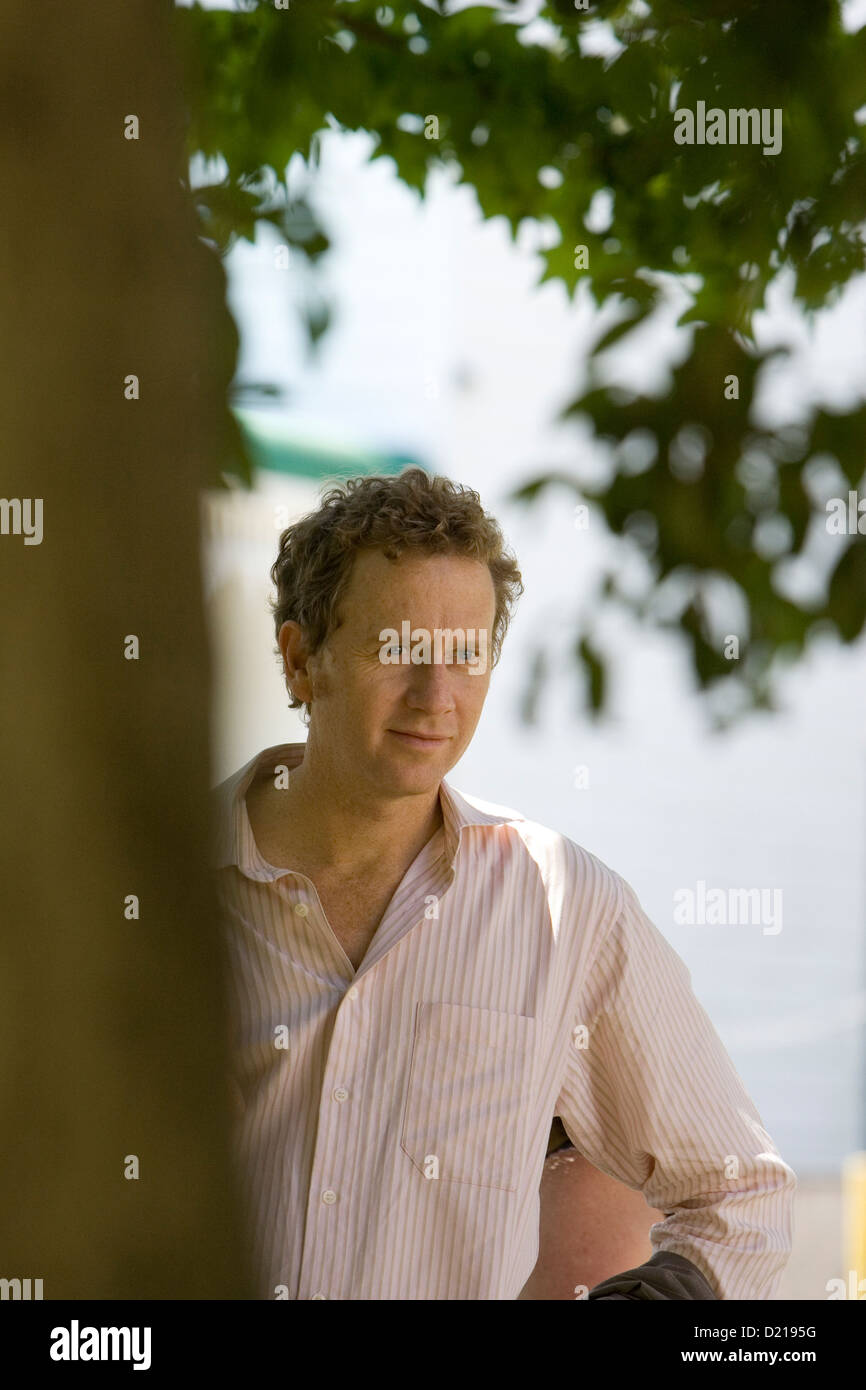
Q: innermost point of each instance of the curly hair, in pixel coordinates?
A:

...

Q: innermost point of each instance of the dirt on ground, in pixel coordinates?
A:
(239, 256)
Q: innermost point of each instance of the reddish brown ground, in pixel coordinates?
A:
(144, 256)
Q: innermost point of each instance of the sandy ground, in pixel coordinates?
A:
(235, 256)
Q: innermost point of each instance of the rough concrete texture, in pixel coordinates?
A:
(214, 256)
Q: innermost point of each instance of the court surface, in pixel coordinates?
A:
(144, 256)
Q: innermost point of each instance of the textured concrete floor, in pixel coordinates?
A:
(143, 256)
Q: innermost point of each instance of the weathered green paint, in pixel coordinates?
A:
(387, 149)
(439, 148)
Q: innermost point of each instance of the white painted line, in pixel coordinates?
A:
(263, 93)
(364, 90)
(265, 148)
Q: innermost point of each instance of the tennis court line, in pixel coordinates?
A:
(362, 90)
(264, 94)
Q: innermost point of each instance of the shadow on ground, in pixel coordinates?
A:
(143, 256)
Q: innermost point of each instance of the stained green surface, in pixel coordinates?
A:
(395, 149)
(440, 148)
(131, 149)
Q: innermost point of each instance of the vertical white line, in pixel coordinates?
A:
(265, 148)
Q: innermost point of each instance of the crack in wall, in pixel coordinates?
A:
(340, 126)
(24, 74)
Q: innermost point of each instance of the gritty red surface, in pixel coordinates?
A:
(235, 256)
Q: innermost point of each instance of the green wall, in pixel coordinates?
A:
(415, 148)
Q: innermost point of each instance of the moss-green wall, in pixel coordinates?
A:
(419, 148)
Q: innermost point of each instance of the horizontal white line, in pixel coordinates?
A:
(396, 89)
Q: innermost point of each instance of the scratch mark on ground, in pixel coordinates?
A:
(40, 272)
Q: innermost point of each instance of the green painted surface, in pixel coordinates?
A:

WRITTEN REQUEST:
List every line above that contains the word "concrete", counting a match only when the case is identical.

ANSWER:
Q: innermost point of each instance of the rough concrete texture, in pixel coordinates?
Q: innermost point of each instance of the textured concrete floor, in pixel coordinates?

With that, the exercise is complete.